◆ Set task ◆
Copy the records word for word, starting with the first line and going on through the line that contains "193L66 177L69 167L65", but leave the pictures out.

◆ Items listed in a dataset ◆
━━━━
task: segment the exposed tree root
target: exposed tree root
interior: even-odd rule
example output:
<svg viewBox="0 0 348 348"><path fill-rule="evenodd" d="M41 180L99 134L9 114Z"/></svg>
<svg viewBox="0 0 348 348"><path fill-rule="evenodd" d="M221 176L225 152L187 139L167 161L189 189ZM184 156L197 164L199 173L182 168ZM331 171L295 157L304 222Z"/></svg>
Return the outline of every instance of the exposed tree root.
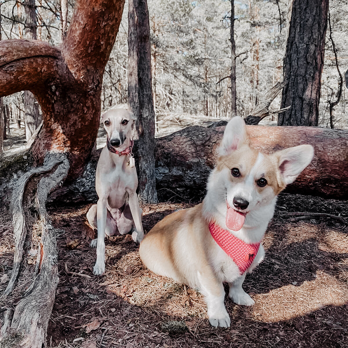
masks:
<svg viewBox="0 0 348 348"><path fill-rule="evenodd" d="M48 193L66 177L69 167L65 155L49 153L44 165L23 175L14 191L11 210L15 246L11 278L0 299L0 347L46 346L58 282L56 236L46 211L46 200ZM34 201L31 202L28 197L33 193ZM25 242L31 237L31 220L39 225L41 237L34 280L18 301L12 294L15 292L18 297L15 285L23 264Z"/></svg>

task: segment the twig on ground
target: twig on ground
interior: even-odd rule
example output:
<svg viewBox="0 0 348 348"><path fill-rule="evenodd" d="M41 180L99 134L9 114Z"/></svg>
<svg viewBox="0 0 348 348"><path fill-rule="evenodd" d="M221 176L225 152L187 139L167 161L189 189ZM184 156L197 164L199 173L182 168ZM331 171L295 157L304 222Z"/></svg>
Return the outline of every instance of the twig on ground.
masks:
<svg viewBox="0 0 348 348"><path fill-rule="evenodd" d="M66 262L65 262L64 263L64 268L65 269L65 272L67 274L71 274L72 276L77 276L78 277L81 277L83 278L87 278L88 279L91 278L90 276L89 276L88 274L83 274L82 273L77 273L74 272L71 272L71 271L68 270Z"/></svg>
<svg viewBox="0 0 348 348"><path fill-rule="evenodd" d="M299 216L299 217L309 216L313 217L330 217L335 220L337 220L337 221L339 221L343 225L348 224L348 222L343 219L343 218L340 217L340 216L336 216L335 215L332 215L331 214L327 214L324 213L301 213L300 212L295 212L294 213L288 213L287 216ZM298 220L302 220L302 219L298 218ZM295 220L292 220L292 221L294 221Z"/></svg>

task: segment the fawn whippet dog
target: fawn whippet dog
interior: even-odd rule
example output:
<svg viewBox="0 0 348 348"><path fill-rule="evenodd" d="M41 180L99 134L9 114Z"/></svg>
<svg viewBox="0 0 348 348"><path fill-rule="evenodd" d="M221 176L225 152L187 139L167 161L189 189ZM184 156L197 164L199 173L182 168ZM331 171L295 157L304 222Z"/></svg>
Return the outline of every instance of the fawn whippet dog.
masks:
<svg viewBox="0 0 348 348"><path fill-rule="evenodd" d="M142 211L135 190L138 178L132 152L136 118L125 109L112 108L103 114L101 122L106 130L106 145L97 166L95 189L99 199L87 213L98 237L91 247L96 247L95 275L105 271L105 244L107 236L125 235L133 230L132 238L139 243L144 238Z"/></svg>

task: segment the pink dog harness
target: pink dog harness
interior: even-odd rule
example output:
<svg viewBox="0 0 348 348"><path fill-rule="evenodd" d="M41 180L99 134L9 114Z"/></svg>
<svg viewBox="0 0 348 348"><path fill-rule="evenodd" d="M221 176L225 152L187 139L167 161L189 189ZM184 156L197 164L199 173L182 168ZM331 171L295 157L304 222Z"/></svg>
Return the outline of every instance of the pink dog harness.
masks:
<svg viewBox="0 0 348 348"><path fill-rule="evenodd" d="M209 224L209 231L219 246L233 259L241 275L249 268L259 251L260 243L248 244L238 239L214 222Z"/></svg>

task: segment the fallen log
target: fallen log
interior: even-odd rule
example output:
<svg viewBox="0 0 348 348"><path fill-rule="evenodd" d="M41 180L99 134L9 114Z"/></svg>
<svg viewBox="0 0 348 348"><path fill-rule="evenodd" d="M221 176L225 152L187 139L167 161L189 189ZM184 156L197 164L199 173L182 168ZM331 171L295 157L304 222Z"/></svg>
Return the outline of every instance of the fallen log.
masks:
<svg viewBox="0 0 348 348"><path fill-rule="evenodd" d="M204 197L209 173L226 122L205 127L189 127L156 139L155 167L159 199L198 201ZM310 144L311 163L286 190L327 198L348 197L348 131L320 127L247 126L254 146L271 153L285 148ZM137 144L133 152L137 157ZM50 201L94 202L95 169L101 150L95 152L82 175L56 190Z"/></svg>
<svg viewBox="0 0 348 348"><path fill-rule="evenodd" d="M175 195L177 199L204 196L224 123L190 127L157 139L156 180L163 199ZM314 147L313 161L287 187L287 192L347 199L348 131L319 127L247 127L253 145L267 153L303 144Z"/></svg>

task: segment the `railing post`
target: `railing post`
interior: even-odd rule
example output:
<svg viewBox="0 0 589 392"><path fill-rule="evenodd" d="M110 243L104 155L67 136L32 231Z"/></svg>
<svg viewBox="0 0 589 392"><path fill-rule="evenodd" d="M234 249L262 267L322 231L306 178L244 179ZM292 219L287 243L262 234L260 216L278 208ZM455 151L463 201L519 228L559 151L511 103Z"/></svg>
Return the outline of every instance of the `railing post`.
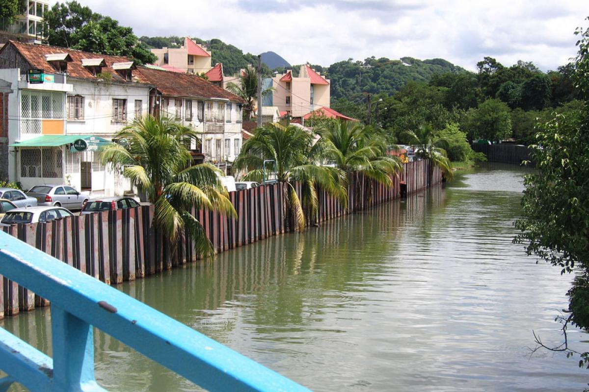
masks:
<svg viewBox="0 0 589 392"><path fill-rule="evenodd" d="M94 378L92 326L52 304L51 334L55 390L105 390Z"/></svg>

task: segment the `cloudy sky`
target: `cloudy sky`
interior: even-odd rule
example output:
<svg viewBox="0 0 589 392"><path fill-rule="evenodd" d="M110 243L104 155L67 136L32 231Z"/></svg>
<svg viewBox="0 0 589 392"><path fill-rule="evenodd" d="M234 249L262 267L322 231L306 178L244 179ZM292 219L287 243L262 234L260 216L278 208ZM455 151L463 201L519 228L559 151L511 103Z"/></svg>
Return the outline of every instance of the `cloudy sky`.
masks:
<svg viewBox="0 0 589 392"><path fill-rule="evenodd" d="M442 58L471 70L485 56L544 71L575 55L589 1L80 0L138 36L219 38L292 64L352 58Z"/></svg>

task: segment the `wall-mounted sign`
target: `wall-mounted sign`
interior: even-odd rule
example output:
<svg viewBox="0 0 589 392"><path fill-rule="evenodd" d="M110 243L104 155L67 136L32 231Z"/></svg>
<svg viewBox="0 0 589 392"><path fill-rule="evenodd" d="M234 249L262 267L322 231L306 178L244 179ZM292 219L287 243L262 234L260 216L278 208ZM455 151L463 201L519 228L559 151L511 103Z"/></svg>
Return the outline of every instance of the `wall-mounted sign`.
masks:
<svg viewBox="0 0 589 392"><path fill-rule="evenodd" d="M43 83L42 69L29 69L27 76L29 83L31 84Z"/></svg>
<svg viewBox="0 0 589 392"><path fill-rule="evenodd" d="M72 151L84 151L88 148L88 143L83 139L78 139L72 143Z"/></svg>

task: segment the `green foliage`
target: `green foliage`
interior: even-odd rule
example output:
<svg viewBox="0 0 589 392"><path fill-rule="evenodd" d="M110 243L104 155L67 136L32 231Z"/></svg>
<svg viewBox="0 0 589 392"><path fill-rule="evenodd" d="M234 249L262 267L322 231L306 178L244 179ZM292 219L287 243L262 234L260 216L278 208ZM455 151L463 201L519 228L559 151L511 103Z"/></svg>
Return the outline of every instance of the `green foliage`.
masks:
<svg viewBox="0 0 589 392"><path fill-rule="evenodd" d="M566 337L569 322L589 330L589 28L576 33L581 36L571 77L583 102L563 108L567 114L557 113L538 126L531 148L538 170L525 177L522 216L515 222L520 233L514 242L561 273L574 272L570 316L557 319L563 323L564 343L547 348L566 351L567 357L578 354L579 366L589 368L589 353L574 351ZM537 342L546 347L537 337Z"/></svg>
<svg viewBox="0 0 589 392"><path fill-rule="evenodd" d="M438 136L446 141L445 149L451 161L469 160L474 156L474 152L466 140L466 134L460 130L458 124L448 124L438 132Z"/></svg>
<svg viewBox="0 0 589 392"><path fill-rule="evenodd" d="M243 105L243 120L249 121L253 113L254 106L257 99L257 71L252 67L247 67L239 77L239 84L229 83L227 89L246 101ZM262 98L273 90L265 89L262 92Z"/></svg>
<svg viewBox="0 0 589 392"><path fill-rule="evenodd" d="M422 125L415 131L405 132L409 144L415 147L415 155L425 159L429 159L432 165L430 166L428 183L431 183L434 166L438 166L442 170L444 177L451 180L454 177L452 164L448 158L445 148L448 146L448 140L442 138L429 125Z"/></svg>
<svg viewBox="0 0 589 392"><path fill-rule="evenodd" d="M221 185L221 172L209 164L190 165L186 146L198 140L198 133L166 118L151 115L137 119L117 133L128 146L110 144L101 151L103 163L111 163L147 194L155 207L154 224L171 243L183 234L195 249L212 256L214 249L193 209L219 211L236 216L228 194ZM172 246L171 249L173 249Z"/></svg>
<svg viewBox="0 0 589 392"><path fill-rule="evenodd" d="M170 35L168 37L148 37L143 35L139 40L148 49L180 48L184 45L184 37Z"/></svg>
<svg viewBox="0 0 589 392"><path fill-rule="evenodd" d="M435 73L465 72L442 59L422 61L405 57L402 60L377 59L373 56L364 61L349 59L332 64L326 75L331 80L332 98L339 99L364 92L392 95L411 81L427 82Z"/></svg>
<svg viewBox="0 0 589 392"><path fill-rule="evenodd" d="M489 99L468 110L465 128L471 140L502 140L511 136L509 108L498 99Z"/></svg>
<svg viewBox="0 0 589 392"><path fill-rule="evenodd" d="M257 56L250 53L243 53L241 49L220 39L213 38L209 41L203 41L194 38L197 43L204 43L211 51L211 61L213 63L223 63L223 72L225 75L234 75L242 68L248 68L248 65L257 64ZM272 74L266 64L262 63L262 75L270 76Z"/></svg>
<svg viewBox="0 0 589 392"><path fill-rule="evenodd" d="M109 16L93 12L77 1L56 3L45 15L51 26L49 45L104 55L124 56L140 63L153 63L155 56L133 34Z"/></svg>
<svg viewBox="0 0 589 392"><path fill-rule="evenodd" d="M343 172L335 167L319 166L320 145L313 144L313 136L295 125L283 126L267 124L254 131L254 135L243 143L241 152L234 162L234 169L246 170L246 178L261 181L263 162L276 163L277 180L287 187L286 204L294 222L287 220L289 227L303 230L305 225L304 209L316 216L319 207L317 186L336 196L342 204L347 203ZM294 190L295 183L302 187L302 199Z"/></svg>

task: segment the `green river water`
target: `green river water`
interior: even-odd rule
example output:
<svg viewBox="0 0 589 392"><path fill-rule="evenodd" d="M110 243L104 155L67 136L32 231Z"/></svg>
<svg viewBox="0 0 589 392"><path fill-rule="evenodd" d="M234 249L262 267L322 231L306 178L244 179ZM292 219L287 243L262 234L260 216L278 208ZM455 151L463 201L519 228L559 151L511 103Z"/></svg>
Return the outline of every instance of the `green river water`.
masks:
<svg viewBox="0 0 589 392"><path fill-rule="evenodd" d="M362 213L120 290L317 391L582 391L561 339L570 275L511 243L524 170L488 165ZM49 309L0 325L51 353ZM589 350L584 333L570 341ZM194 384L97 332L112 391ZM11 390L19 390L18 386Z"/></svg>

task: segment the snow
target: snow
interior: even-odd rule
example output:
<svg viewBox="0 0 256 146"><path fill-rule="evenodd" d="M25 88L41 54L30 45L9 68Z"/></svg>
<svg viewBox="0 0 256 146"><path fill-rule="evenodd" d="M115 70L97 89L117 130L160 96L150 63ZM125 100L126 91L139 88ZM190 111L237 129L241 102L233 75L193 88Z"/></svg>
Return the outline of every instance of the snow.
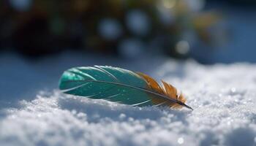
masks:
<svg viewBox="0 0 256 146"><path fill-rule="evenodd" d="M206 66L162 57L135 64L72 55L34 64L0 56L5 69L0 72L0 145L256 145L256 64ZM133 107L60 93L61 72L83 64L162 79L182 91L194 110Z"/></svg>

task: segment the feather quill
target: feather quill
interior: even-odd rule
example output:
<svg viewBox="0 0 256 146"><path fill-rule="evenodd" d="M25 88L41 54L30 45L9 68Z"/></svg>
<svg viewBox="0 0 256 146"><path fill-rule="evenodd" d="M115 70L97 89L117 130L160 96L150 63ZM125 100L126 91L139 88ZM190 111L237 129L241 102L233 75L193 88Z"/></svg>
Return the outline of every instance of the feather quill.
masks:
<svg viewBox="0 0 256 146"><path fill-rule="evenodd" d="M133 106L186 107L186 99L173 85L140 72L103 66L75 67L65 71L59 88L68 94L105 99Z"/></svg>

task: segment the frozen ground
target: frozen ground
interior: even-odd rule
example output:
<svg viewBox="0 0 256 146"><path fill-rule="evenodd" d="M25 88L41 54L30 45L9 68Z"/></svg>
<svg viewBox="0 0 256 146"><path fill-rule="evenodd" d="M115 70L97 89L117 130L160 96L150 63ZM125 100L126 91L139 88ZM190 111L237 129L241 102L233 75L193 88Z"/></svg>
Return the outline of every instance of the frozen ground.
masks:
<svg viewBox="0 0 256 146"><path fill-rule="evenodd" d="M0 145L256 145L256 64L72 55L34 63L0 56ZM94 64L163 79L195 110L132 107L58 91L64 70Z"/></svg>

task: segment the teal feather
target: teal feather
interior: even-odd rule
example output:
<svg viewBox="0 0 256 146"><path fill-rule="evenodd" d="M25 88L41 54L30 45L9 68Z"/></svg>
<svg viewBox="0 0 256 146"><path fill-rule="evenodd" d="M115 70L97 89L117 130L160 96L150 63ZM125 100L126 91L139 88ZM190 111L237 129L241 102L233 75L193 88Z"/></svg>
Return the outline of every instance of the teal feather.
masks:
<svg viewBox="0 0 256 146"><path fill-rule="evenodd" d="M63 73L59 81L59 88L62 92L93 99L105 99L129 105L151 106L156 104L152 99L160 98L165 99L165 101L162 104L161 101L159 104L174 102L188 107L148 87L146 80L137 73L102 66L69 69Z"/></svg>

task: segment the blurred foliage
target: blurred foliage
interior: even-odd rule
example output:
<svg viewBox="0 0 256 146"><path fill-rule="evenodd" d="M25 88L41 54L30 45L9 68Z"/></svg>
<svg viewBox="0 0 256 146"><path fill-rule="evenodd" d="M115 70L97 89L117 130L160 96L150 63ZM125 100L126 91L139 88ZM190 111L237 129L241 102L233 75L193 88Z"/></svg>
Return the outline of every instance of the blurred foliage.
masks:
<svg viewBox="0 0 256 146"><path fill-rule="evenodd" d="M67 48L136 56L154 49L188 56L219 37L203 0L2 0L0 45L30 56Z"/></svg>

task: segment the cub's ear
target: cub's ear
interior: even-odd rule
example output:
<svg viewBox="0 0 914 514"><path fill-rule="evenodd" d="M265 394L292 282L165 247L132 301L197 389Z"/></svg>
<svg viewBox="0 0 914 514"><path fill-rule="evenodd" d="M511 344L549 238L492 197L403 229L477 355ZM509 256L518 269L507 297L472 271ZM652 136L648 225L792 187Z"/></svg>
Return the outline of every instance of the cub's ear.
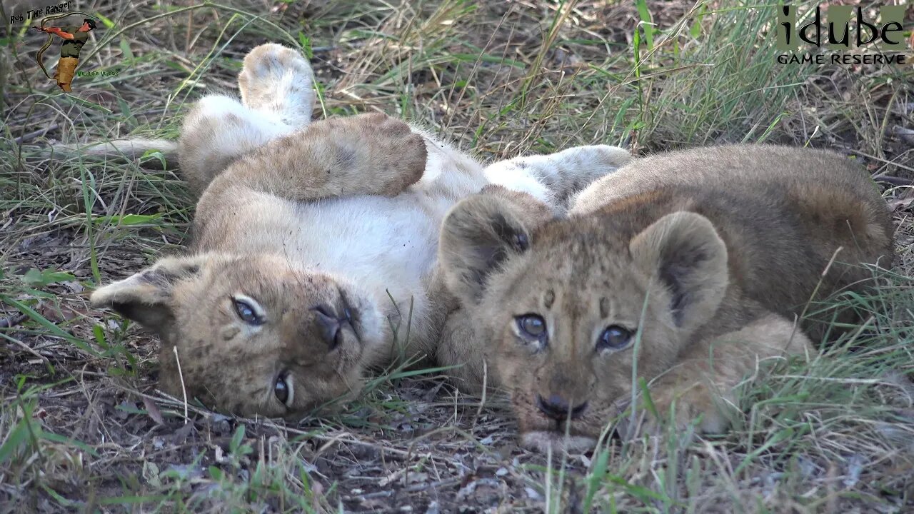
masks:
<svg viewBox="0 0 914 514"><path fill-rule="evenodd" d="M635 266L670 292L677 327L696 328L720 305L728 282L727 246L707 218L667 214L633 237L629 252Z"/></svg>
<svg viewBox="0 0 914 514"><path fill-rule="evenodd" d="M448 289L468 305L478 302L488 276L526 252L530 229L551 218L542 202L500 186L459 202L444 218L438 247Z"/></svg>
<svg viewBox="0 0 914 514"><path fill-rule="evenodd" d="M201 257L165 258L122 281L96 289L92 306L113 309L143 327L162 335L175 321L172 288L199 273Z"/></svg>

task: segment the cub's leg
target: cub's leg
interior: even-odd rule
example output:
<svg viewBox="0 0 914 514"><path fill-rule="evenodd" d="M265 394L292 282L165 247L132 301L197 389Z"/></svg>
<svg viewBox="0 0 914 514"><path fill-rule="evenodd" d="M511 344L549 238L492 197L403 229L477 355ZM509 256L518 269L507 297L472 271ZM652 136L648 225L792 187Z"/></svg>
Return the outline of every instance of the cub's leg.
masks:
<svg viewBox="0 0 914 514"><path fill-rule="evenodd" d="M702 341L684 351L679 363L650 385L651 400L666 421L675 402L673 422L684 431L699 416L696 428L704 434L720 434L730 424L727 411L736 398L733 390L751 375L759 360L791 355L813 355L812 341L793 323L774 314L764 316L740 330ZM645 416L644 430L654 433L659 422ZM627 420L620 423L623 436L633 432Z"/></svg>
<svg viewBox="0 0 914 514"><path fill-rule="evenodd" d="M425 163L425 139L385 114L314 122L241 156L213 180L197 216L240 189L295 201L392 197L422 177Z"/></svg>
<svg viewBox="0 0 914 514"><path fill-rule="evenodd" d="M206 96L181 128L181 172L198 195L240 155L311 123L314 73L295 50L255 48L244 58L238 82L240 102Z"/></svg>
<svg viewBox="0 0 914 514"><path fill-rule="evenodd" d="M178 142L181 175L197 196L241 155L294 127L223 95L203 97L187 114Z"/></svg>
<svg viewBox="0 0 914 514"><path fill-rule="evenodd" d="M485 168L493 184L523 191L560 210L590 182L632 160L623 148L608 145L573 146L547 155L527 155L494 163Z"/></svg>

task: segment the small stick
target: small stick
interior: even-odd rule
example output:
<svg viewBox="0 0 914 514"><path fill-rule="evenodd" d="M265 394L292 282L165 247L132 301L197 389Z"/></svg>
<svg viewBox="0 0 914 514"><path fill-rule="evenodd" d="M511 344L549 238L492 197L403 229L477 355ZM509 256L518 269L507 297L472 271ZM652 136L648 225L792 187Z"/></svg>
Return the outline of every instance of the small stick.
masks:
<svg viewBox="0 0 914 514"><path fill-rule="evenodd" d="M12 327L16 327L27 319L28 319L28 315L27 314L20 314L19 316L9 317L0 317L0 328L10 328Z"/></svg>
<svg viewBox="0 0 914 514"><path fill-rule="evenodd" d="M181 359L177 357L177 347L172 347L175 351L175 361L177 362L177 376L181 379L181 394L184 395L184 424L187 424L187 390L184 387L184 372L181 371Z"/></svg>

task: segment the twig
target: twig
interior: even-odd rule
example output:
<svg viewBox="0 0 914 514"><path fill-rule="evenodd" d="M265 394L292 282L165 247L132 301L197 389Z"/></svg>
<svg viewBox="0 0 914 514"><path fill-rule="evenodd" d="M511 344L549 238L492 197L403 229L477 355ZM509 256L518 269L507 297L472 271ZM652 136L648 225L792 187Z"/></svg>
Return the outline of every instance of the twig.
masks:
<svg viewBox="0 0 914 514"><path fill-rule="evenodd" d="M175 362L177 362L177 376L181 379L181 394L184 395L184 424L187 424L187 390L184 387L184 371L181 370L181 359L177 357L177 345L172 347L175 352Z"/></svg>
<svg viewBox="0 0 914 514"><path fill-rule="evenodd" d="M429 488L431 488L431 487L442 487L442 486L453 486L455 484L460 484L461 480L462 480L462 478L448 478L447 480L439 480L437 482L430 482L430 483L426 483L426 484L417 484L415 486L409 486L409 487L403 487L402 489L399 489L399 490L388 489L388 490L385 490L385 491L377 491L377 492L367 493L367 494L359 495L359 496L352 496L352 497L349 497L349 498L352 498L352 499L366 500L366 499L370 499L370 498L387 498L387 497L393 496L393 495L398 494L398 493L418 493L419 491L424 491L425 489L429 489Z"/></svg>
<svg viewBox="0 0 914 514"><path fill-rule="evenodd" d="M0 317L0 328L9 328L11 327L16 327L16 325L22 323L28 319L28 315L20 314L16 316L9 317Z"/></svg>
<svg viewBox="0 0 914 514"><path fill-rule="evenodd" d="M27 143L35 139L36 137L38 137L39 135L44 135L52 130L57 130L59 126L60 125L58 123L51 123L50 125L45 128L32 131L28 134L24 134L19 137L14 139L13 141L15 141L16 145L22 145L23 143Z"/></svg>

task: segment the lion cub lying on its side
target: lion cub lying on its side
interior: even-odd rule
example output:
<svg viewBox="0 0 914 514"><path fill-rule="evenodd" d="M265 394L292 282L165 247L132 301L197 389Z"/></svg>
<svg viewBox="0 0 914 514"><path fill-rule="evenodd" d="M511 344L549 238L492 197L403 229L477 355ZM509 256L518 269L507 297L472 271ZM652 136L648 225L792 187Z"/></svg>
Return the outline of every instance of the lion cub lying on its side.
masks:
<svg viewBox="0 0 914 514"><path fill-rule="evenodd" d="M872 272L854 264L890 265L892 234L846 158L734 145L633 160L562 220L517 193L471 197L439 252L522 442L584 450L628 408L632 374L664 418L675 402L677 427L700 414L699 430L724 431L758 359L813 351L793 319L820 279L816 299L864 287Z"/></svg>
<svg viewBox="0 0 914 514"><path fill-rule="evenodd" d="M207 96L181 130L181 173L200 194L191 252L92 294L161 337L173 395L294 418L400 353L460 364L435 353L452 303L434 273L447 210L492 182L561 210L630 157L583 146L484 169L383 114L311 123L312 84L291 48L251 50L242 102Z"/></svg>

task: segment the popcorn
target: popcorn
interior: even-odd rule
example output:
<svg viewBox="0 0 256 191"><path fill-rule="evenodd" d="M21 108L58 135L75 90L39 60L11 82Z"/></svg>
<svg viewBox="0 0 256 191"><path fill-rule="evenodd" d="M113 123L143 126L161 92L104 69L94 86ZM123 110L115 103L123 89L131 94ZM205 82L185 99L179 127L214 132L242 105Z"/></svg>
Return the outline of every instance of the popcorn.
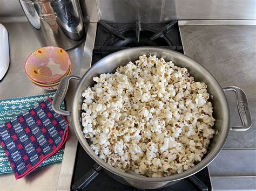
━━━━
◆ Solution ◆
task: segment the exposed tree root
target: exposed tree root
interior: even-odd rule
example output:
<svg viewBox="0 0 348 348"><path fill-rule="evenodd" d="M41 180L99 134L9 114Z"/></svg>
<svg viewBox="0 0 348 348"><path fill-rule="evenodd" d="M221 176L225 152L187 139L167 161L189 189ZM184 156L197 164L199 173L182 168ZM331 171L295 157L304 222Z"/></svg>
Return the outline of every instance of the exposed tree root.
masks:
<svg viewBox="0 0 348 348"><path fill-rule="evenodd" d="M48 193L66 177L69 167L65 155L49 153L44 165L23 175L14 191L11 210L15 246L11 278L0 299L0 347L46 346L58 282L56 236L46 211L46 200ZM34 201L31 202L28 197L33 193ZM25 242L31 237L31 220L39 225L41 237L34 280L18 301L12 294L15 292L18 297L15 285L23 264Z"/></svg>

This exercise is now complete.